**The task**
Your task is to copy every line of the records below that contains "find".

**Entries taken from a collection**
____________________

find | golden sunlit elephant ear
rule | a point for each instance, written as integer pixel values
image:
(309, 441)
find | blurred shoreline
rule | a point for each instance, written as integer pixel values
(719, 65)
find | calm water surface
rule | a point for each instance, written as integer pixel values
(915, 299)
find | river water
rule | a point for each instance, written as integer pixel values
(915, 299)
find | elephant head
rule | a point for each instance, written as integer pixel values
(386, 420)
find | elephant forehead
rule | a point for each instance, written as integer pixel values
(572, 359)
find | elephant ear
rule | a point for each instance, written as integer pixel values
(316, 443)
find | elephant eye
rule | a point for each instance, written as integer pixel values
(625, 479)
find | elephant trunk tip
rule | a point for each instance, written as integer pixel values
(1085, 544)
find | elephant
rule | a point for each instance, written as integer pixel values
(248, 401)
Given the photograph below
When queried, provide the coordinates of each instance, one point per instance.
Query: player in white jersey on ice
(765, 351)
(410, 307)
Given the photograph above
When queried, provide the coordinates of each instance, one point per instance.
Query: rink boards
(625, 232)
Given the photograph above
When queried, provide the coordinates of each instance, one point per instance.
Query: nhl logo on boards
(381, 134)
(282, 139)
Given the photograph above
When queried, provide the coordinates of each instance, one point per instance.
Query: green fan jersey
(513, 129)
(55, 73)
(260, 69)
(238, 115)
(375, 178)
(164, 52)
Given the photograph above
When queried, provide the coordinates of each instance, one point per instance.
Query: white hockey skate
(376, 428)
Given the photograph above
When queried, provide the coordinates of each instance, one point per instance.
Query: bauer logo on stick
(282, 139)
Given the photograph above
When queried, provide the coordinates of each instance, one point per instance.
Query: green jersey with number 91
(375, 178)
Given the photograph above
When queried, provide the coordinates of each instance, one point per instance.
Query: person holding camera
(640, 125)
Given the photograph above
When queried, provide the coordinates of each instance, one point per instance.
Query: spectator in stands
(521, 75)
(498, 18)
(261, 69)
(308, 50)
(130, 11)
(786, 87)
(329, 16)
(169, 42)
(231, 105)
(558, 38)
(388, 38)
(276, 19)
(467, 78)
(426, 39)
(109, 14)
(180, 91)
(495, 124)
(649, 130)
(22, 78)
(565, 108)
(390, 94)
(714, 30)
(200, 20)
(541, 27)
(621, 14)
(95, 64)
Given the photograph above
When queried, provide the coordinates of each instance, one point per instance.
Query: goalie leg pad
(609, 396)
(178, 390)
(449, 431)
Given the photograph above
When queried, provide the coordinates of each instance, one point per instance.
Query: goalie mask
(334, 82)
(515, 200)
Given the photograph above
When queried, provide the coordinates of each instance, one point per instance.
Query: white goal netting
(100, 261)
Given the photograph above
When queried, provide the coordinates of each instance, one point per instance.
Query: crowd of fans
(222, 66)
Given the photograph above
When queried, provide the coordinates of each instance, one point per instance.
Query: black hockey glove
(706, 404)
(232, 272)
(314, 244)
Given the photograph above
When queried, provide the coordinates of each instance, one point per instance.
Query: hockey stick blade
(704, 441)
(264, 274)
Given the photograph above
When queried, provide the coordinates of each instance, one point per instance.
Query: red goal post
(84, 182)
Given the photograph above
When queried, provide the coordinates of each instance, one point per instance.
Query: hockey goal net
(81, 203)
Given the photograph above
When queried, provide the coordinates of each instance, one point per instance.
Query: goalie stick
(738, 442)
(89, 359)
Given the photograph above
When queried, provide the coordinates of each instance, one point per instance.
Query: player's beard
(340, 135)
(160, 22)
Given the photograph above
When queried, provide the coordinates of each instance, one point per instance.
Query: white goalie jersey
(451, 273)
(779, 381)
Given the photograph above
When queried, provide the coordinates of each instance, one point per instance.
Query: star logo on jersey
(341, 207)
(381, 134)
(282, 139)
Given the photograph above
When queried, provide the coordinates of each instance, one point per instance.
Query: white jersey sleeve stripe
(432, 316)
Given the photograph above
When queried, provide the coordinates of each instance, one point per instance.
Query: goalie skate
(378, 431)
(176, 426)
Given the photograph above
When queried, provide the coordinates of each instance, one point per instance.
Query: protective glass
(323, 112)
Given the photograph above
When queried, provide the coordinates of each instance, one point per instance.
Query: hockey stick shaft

____________________

**Exercise answer**
find | golden sunlit elephant ear
find | blurred shoreline
find | calm water surface
find | river water
find | elephant head
find | elephant forehead
find | elephant ear
find | elephant eye
find | elephant trunk tip
find | elephant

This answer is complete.